- _SOURCE_
Venice (Italy)

Venice (Italian: Venezia) is a city in northern Italy, the capital of the region Veneto, a population of 271,367 (census estimate January 1, 2004).

The city stretches across 118 small islands in the marshy Venetian Lagoon along the Adriatic Sea in northeast Italy. The saltwater lagoon stretches along the shoreline between the mouths of the Po (south) and the Piave (north) Rivers. The population estimate of 272,000 inhabitants includes the population of the whole Comune of Venezia; around 62,000 in the historic city of Venice (Centro storico); 176,000 in Terraferma (the Mainland), mostly in the large frazione of Mestre and Marghera; and 31,000 live on other islands in the lagoon.

The Republic of Venice was a major maritime power during the Middle Ages and Renaissance, and a staging area for the Crusades and the Battle of Lepanto, as well as a very important center of commerce (especially silk, grain and spice trade) and art in the 13th century up to the end of the 17th century. Venice is also famous for its musical, particularly operatic, history, and its most famous son in this field is Antonio Vivaldi.

- _PROVIDED DATA_
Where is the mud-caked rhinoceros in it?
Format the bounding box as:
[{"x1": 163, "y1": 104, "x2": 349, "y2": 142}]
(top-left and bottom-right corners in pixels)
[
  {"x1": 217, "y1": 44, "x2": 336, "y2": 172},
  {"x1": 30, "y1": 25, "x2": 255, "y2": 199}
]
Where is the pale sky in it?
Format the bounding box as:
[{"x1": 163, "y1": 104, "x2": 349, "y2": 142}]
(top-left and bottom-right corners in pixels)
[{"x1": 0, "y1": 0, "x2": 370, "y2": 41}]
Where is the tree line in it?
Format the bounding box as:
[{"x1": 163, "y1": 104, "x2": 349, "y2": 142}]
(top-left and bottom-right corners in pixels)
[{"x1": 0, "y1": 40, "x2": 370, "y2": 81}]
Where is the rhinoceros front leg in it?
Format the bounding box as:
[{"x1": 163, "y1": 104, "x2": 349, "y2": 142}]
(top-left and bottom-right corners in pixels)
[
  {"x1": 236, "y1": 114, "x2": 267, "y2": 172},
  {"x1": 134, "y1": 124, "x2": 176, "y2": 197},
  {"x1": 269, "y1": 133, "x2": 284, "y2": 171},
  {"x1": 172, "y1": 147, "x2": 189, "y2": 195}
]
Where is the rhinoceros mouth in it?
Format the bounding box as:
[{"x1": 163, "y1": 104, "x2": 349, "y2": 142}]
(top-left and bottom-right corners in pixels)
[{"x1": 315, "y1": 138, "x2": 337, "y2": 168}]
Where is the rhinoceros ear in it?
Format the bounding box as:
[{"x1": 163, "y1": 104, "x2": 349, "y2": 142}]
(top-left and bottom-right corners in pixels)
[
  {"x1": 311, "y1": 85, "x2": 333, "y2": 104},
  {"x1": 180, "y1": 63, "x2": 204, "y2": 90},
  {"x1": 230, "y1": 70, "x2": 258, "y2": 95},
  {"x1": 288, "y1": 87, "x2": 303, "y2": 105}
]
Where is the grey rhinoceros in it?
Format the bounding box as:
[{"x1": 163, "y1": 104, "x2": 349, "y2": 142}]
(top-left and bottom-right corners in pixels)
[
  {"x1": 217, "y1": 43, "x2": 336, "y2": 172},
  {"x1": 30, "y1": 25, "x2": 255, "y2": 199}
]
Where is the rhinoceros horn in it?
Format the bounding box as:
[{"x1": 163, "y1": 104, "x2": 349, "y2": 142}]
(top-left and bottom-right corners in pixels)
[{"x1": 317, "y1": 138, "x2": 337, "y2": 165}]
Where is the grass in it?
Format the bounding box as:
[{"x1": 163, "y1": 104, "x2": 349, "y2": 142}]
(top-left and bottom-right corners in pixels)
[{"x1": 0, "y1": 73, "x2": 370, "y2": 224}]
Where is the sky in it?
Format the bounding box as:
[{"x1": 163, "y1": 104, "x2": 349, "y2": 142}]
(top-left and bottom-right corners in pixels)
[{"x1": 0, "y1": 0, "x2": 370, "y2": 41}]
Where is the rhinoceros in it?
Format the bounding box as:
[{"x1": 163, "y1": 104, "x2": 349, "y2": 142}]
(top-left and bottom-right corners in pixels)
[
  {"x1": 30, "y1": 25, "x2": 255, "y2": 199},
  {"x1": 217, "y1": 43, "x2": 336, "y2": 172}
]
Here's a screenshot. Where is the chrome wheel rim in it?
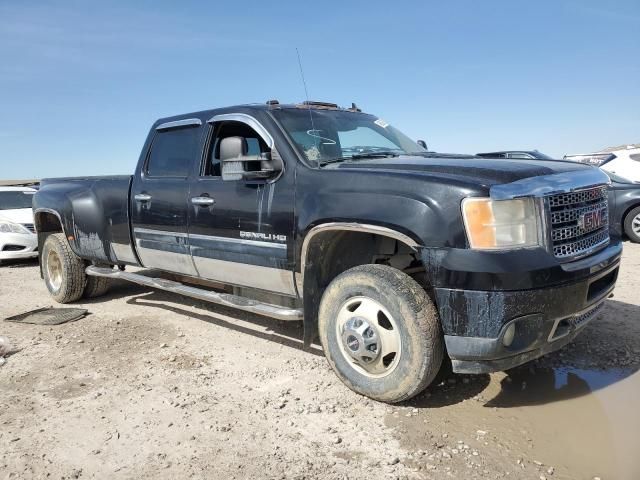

- _EXERCISE PROMPT_
Reproduce the passage of the Venice article above word for word, starting at the words "Venice (Italian: Venezia)" and stopping after the words "in the lagoon.".

- _ANSWER FOR THIS EXERCISE_
Venice (Italian: Venezia) is a city in northern Italy, the capital of the region Veneto, a population of 271,367 (census estimate January 1, 2004).

The city stretches across 118 small islands in the marshy Venetian Lagoon along the Adriatic Sea in northeast Italy. The saltwater lagoon stretches along the shoreline between the mouths of the Po (south) and the Piave (north) Rivers. The population estimate of 272,000 inhabitants includes the population of the whole Comune of Venezia; around 62,000 in the historic city of Venice (Centro storico); 176,000 in Terraferma (the Mainland), mostly in the large frazione of Mestre and Marghera; and 31,000 live on other islands in the lagoon.